- _WHAT THE EXERCISE ASKS_
State how many of the following lines contain the word "below", and give only that number.

[Saved data entries]
···
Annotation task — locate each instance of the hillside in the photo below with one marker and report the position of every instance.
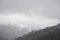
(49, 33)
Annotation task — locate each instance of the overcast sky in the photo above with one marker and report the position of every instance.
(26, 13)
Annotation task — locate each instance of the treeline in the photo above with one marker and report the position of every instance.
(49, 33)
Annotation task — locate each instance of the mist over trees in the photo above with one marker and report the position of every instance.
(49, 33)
···
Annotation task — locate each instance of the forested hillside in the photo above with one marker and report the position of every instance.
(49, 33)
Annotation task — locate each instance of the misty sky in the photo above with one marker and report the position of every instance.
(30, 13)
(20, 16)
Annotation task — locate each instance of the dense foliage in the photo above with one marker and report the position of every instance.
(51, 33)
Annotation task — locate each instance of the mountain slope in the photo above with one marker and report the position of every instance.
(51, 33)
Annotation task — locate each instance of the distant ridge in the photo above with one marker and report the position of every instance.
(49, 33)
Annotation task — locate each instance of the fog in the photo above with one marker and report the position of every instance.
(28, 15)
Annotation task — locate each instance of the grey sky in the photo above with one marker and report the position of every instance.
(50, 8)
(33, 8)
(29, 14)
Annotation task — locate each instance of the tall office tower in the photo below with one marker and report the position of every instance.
···
- _THE SOLUTION_
2